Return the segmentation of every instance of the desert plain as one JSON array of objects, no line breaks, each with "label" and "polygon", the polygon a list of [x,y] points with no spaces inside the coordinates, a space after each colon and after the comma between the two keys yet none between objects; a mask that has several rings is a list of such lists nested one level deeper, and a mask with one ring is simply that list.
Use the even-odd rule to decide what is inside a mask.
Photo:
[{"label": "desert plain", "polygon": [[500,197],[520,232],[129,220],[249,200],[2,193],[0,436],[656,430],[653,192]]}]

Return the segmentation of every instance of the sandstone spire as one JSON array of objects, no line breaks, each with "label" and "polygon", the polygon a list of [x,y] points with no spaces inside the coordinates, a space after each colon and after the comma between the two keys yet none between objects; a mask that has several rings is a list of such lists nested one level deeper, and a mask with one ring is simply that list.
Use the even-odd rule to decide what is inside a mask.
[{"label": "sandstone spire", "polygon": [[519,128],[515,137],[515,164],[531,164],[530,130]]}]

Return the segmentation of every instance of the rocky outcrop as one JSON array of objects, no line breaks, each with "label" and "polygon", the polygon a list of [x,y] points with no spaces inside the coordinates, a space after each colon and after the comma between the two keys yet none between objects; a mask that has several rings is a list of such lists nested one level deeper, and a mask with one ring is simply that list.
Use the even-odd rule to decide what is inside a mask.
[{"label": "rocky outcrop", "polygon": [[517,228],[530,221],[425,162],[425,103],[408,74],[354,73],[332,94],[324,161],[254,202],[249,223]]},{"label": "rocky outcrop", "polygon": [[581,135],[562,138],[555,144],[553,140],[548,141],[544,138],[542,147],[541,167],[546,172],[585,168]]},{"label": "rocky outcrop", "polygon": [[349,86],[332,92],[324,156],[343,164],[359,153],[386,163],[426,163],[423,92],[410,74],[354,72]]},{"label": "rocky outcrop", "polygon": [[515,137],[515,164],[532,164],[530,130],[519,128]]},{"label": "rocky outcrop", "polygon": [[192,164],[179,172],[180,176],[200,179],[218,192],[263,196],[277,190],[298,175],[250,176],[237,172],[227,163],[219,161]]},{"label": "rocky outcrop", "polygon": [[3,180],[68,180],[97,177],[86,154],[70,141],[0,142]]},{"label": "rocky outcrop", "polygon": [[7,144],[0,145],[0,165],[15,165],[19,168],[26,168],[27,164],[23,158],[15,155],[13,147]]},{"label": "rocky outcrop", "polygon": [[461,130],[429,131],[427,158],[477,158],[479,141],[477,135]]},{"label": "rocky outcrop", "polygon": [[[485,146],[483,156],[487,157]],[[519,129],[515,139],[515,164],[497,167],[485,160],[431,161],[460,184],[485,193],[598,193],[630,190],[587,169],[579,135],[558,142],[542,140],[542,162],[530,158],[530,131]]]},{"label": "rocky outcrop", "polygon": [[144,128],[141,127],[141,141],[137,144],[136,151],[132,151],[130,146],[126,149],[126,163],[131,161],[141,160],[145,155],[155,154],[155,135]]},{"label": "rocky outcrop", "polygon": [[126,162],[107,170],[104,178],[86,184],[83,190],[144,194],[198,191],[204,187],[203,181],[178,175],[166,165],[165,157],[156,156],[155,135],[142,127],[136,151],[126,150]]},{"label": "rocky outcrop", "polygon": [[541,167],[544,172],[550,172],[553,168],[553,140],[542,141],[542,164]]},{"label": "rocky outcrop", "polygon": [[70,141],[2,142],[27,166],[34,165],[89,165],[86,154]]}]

════════

Format every line of the items above as a JSON list of strings, one string per line, leaving out blank lines.

Finished exercise:
[
  "Return the segmentation of every instance of the desert plain as one JSON array of objects, no line breaks, each with \"label\" and \"polygon\", the polygon a list of [x,y] points with no spaces inside the coordinates, a space after each colon and after the comma between the two keys yet none between objects; a mask that has several rings is a list of such lists nested one level deeper, and a mask with one ring is simply that list.",
  "Use the even-odd rule to decide what is inside a mask.",
  "Photo:",
  "[{\"label\": \"desert plain\", \"polygon\": [[500,197],[520,232],[129,220],[249,200],[2,193],[0,436],[656,430],[653,192]]}]",
  "Return the segmentation of every instance of the sandstone spire as one JSON array of objects, no line breaks, each with \"label\" and \"polygon\", the polygon a list of [x,y] points with no spaces inside the coordinates, a space after each colon and after the comma between the two keys yet none between objects; a mask that has several rings is a list of such lists nested one level deeper, and a mask with one ring is simply that list.",
  "Use the even-odd rule to decide what is inside a mask.",
  "[{\"label\": \"sandstone spire\", \"polygon\": [[519,128],[515,137],[515,164],[531,164],[530,130]]}]",
  "Return the segmentation of every instance of the rocky outcrop as one JSON array of objects, no line breaks, each with \"label\" and \"polygon\", the polygon a list of [x,y] points with no spaces inside the coordinates, a space after each colon and after the comma between the two keys yet none between objects; a mask that has several rings is a list of such lists nested one level deeper, and a mask with one ring is simply that list.",
  "Use the even-odd rule to decide what is inside a mask.",
  "[{\"label\": \"rocky outcrop\", \"polygon\": [[517,228],[530,221],[425,162],[425,103],[408,74],[354,73],[332,94],[324,161],[254,202],[249,223]]},{\"label\": \"rocky outcrop\", \"polygon\": [[581,135],[562,138],[555,144],[553,140],[548,141],[544,138],[542,147],[541,167],[546,172],[585,168]]},{\"label\": \"rocky outcrop\", \"polygon\": [[349,86],[332,92],[324,156],[343,164],[359,153],[386,163],[426,163],[423,92],[410,74],[354,72]]},{\"label\": \"rocky outcrop\", \"polygon\": [[515,137],[515,164],[532,164],[530,130],[519,128]]},{\"label\": \"rocky outcrop\", \"polygon\": [[192,164],[179,172],[180,176],[200,179],[218,192],[263,196],[277,190],[298,175],[250,176],[237,172],[227,163],[219,161]]},{\"label\": \"rocky outcrop\", \"polygon\": [[3,180],[68,180],[97,177],[86,154],[70,141],[0,142]]},{\"label\": \"rocky outcrop\", \"polygon\": [[7,144],[0,145],[0,165],[15,165],[19,168],[26,168],[27,164],[23,158],[15,155],[13,147]]},{\"label\": \"rocky outcrop\", \"polygon\": [[461,130],[429,131],[427,158],[477,158],[479,141],[477,135]]},{\"label\": \"rocky outcrop\", \"polygon\": [[[485,146],[483,156],[487,157]],[[519,129],[515,139],[515,164],[497,167],[485,160],[431,161],[460,184],[485,193],[598,193],[630,190],[587,169],[579,135],[558,142],[542,140],[542,162],[530,158],[530,131]]]},{\"label\": \"rocky outcrop\", \"polygon\": [[144,128],[141,127],[141,141],[137,144],[136,151],[132,151],[130,146],[126,149],[126,163],[131,161],[141,160],[145,155],[155,154],[155,135]]},{\"label\": \"rocky outcrop\", \"polygon\": [[126,162],[107,170],[104,178],[86,184],[83,190],[144,194],[198,191],[204,187],[203,181],[178,175],[166,165],[165,157],[156,156],[155,135],[142,127],[136,151],[126,150]]},{\"label\": \"rocky outcrop\", \"polygon\": [[541,167],[544,172],[550,172],[553,168],[553,140],[542,141],[542,164]]},{\"label\": \"rocky outcrop\", \"polygon\": [[70,141],[2,142],[27,166],[34,165],[89,165],[86,154]]}]"
]